» Short task
Identify the line that contains "Where can the woman's face" in the material. Output it and every line after it, unchanged, through the end.

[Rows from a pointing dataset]

'''

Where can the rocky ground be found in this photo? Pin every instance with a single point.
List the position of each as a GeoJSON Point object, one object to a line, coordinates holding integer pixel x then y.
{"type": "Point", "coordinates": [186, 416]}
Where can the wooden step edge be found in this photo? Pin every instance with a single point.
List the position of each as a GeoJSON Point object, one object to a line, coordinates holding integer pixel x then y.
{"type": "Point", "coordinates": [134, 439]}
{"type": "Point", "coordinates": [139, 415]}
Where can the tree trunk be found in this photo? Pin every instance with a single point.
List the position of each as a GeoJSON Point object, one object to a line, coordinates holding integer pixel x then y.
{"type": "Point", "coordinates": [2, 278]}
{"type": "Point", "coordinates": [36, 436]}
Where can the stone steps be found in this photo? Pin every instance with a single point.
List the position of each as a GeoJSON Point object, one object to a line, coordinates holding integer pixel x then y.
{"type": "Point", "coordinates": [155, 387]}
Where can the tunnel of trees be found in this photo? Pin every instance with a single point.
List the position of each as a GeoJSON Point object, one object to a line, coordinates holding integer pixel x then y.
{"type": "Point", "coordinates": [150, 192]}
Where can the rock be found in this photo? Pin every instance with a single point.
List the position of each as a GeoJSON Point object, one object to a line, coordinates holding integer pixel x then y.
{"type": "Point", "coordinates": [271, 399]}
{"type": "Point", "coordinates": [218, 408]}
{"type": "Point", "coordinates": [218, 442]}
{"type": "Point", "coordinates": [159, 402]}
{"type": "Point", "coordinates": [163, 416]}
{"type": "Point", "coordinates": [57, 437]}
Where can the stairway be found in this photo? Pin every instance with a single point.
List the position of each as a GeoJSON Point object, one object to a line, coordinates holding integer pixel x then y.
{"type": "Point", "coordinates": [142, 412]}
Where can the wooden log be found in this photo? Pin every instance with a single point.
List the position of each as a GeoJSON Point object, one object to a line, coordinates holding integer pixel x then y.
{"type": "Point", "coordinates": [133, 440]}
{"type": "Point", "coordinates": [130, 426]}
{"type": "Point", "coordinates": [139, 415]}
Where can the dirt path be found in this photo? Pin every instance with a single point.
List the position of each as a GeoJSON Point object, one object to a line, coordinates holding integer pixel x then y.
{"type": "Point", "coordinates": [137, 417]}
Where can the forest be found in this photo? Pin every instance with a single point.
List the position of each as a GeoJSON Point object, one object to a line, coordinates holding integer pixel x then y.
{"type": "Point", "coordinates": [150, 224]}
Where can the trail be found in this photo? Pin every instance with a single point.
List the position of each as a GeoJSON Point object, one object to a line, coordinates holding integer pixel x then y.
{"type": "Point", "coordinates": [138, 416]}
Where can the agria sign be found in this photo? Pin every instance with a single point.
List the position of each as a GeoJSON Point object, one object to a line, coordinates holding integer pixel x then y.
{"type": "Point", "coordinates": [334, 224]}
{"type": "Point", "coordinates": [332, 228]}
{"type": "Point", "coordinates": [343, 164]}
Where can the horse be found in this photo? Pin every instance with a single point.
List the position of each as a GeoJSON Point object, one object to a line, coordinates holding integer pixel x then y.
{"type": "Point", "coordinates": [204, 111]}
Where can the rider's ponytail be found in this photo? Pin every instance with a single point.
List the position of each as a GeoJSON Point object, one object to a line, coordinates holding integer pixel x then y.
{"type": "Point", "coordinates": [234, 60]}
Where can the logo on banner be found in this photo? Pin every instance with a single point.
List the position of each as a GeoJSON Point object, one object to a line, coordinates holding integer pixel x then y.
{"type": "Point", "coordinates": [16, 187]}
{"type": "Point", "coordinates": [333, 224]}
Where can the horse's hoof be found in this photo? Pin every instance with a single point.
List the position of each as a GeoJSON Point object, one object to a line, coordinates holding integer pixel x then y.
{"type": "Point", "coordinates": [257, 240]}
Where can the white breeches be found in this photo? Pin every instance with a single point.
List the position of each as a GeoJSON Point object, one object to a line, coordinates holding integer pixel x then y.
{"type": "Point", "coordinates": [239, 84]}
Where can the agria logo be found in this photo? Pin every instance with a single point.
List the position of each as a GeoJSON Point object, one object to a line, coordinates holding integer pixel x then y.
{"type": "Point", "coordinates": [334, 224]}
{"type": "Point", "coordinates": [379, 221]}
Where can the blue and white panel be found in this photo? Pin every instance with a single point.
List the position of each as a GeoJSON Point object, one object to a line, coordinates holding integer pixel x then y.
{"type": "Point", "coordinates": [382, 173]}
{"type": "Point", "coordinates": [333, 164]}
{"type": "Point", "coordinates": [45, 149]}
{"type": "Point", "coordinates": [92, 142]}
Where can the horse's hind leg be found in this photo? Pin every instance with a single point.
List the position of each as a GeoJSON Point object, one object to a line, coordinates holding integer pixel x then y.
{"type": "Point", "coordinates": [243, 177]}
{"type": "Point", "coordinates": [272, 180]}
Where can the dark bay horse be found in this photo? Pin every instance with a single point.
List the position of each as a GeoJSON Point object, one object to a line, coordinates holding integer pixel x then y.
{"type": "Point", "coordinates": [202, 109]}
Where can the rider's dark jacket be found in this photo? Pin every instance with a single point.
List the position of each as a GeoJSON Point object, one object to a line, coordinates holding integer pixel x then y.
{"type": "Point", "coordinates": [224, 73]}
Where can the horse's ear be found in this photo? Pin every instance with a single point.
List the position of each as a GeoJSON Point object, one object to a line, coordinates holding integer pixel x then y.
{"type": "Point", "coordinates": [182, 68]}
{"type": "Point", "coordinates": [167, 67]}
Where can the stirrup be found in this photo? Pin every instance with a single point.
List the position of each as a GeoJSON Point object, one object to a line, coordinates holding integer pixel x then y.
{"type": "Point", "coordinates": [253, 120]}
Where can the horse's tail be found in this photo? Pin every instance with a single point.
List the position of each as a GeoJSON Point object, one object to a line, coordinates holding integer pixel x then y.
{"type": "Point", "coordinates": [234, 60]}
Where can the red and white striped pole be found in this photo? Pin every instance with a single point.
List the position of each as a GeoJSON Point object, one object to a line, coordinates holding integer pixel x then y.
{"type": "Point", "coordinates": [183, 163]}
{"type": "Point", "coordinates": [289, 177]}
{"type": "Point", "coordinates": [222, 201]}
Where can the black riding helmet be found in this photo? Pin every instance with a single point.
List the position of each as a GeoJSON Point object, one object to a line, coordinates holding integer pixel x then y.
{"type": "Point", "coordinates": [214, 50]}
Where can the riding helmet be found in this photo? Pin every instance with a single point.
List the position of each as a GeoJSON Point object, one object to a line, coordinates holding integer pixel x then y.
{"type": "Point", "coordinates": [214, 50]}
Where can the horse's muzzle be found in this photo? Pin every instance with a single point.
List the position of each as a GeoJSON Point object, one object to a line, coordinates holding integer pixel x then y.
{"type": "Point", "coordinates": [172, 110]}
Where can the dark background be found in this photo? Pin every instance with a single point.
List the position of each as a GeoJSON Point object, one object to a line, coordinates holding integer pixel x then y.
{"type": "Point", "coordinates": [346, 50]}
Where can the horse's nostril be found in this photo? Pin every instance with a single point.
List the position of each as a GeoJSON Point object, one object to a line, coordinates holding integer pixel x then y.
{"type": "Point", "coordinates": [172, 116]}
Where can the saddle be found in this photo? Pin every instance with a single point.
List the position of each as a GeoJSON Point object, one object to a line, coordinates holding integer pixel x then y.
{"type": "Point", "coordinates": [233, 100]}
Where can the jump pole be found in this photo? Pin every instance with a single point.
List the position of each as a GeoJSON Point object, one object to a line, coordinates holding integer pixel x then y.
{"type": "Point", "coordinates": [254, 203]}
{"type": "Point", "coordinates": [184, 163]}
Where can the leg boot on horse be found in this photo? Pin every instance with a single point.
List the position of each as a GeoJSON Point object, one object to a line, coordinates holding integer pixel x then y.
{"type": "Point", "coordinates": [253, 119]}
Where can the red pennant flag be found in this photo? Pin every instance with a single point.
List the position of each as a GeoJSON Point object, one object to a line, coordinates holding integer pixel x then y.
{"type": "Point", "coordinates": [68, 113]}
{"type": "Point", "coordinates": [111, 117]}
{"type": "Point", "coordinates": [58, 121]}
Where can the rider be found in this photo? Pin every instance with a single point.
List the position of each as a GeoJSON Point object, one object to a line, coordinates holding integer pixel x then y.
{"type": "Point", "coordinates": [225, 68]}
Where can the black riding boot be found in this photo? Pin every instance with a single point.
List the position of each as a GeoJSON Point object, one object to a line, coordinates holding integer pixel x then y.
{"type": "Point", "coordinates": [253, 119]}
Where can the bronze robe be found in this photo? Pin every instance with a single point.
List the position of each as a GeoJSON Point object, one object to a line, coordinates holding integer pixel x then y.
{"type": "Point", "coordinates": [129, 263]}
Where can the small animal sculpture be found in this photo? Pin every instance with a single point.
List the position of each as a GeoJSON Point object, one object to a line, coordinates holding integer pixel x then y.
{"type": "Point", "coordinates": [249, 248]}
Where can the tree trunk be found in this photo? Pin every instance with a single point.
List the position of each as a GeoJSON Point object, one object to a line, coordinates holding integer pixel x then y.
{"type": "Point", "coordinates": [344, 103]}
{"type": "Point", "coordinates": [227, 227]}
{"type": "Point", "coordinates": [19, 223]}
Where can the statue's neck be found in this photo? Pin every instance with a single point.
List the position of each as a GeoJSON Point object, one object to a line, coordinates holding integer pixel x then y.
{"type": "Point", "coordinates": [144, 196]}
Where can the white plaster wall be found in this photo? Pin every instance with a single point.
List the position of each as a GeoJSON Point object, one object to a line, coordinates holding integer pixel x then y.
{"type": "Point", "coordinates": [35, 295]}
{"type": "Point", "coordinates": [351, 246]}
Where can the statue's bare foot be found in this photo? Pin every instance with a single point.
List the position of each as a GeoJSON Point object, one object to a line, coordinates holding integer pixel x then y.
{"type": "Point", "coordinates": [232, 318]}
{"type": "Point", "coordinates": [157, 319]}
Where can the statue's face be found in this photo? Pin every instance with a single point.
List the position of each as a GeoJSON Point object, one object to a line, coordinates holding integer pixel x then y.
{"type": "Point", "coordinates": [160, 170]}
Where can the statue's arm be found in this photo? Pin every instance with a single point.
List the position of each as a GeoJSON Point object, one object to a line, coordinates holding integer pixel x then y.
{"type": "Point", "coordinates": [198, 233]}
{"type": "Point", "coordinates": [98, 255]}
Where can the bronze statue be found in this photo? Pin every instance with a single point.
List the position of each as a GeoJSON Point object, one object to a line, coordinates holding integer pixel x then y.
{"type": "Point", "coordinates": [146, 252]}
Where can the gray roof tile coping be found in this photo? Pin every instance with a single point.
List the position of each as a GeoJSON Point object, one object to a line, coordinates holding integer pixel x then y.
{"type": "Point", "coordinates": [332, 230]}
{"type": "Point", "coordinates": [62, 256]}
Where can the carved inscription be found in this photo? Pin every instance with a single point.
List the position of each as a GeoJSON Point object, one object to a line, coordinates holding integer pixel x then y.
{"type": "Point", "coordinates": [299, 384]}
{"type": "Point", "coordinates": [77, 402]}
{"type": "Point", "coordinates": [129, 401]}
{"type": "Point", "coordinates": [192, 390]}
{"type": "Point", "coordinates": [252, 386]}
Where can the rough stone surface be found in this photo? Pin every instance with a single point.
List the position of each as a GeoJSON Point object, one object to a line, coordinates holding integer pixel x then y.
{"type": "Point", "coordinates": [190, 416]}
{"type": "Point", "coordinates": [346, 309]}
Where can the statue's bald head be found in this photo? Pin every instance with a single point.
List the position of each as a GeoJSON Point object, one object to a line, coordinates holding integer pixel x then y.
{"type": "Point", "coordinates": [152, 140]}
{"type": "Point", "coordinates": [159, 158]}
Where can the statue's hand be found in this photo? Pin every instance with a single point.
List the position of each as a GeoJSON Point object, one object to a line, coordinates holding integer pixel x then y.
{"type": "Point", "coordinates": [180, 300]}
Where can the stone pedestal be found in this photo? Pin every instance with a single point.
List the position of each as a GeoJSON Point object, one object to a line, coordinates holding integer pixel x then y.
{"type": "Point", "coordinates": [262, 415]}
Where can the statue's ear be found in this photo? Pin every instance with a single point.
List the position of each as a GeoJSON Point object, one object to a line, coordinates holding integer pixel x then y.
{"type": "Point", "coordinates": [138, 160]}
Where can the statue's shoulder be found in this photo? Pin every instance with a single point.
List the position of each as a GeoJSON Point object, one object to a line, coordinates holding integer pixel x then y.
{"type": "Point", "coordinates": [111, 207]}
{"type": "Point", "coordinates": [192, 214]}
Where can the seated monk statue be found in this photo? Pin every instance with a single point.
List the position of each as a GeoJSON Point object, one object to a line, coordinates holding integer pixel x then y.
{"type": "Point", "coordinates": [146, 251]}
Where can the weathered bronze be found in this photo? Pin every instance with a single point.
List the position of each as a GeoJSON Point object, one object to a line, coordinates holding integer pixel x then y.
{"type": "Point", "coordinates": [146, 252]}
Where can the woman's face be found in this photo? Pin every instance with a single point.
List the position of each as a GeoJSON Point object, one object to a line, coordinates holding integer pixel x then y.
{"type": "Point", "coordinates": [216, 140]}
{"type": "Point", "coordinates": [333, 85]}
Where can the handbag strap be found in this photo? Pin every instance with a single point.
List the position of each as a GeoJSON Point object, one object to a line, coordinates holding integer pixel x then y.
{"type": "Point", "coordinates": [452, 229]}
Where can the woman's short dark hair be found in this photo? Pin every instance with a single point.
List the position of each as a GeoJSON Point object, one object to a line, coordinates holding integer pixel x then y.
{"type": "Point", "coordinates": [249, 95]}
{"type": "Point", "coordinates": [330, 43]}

'''

» Output below
Where can the woman's face be found in this photo? Pin every instance with a single point.
List the position of each as a GeoJSON Point object, one object to a line, coordinates holding integer pixel x then y.
{"type": "Point", "coordinates": [216, 140]}
{"type": "Point", "coordinates": [333, 85]}
Where can the handbag strap be found in this photo? Pin every instance with a single point.
List the position of each as a GeoJSON Point object, one object to a line, coordinates holding integer pixel x then y.
{"type": "Point", "coordinates": [452, 229]}
Where can the woman's short dark hair be found in this photo? Pin every instance with a single point.
List the position of each as a GeoJSON Point object, one object to a line, coordinates holding integer pixel x then y.
{"type": "Point", "coordinates": [249, 95]}
{"type": "Point", "coordinates": [330, 43]}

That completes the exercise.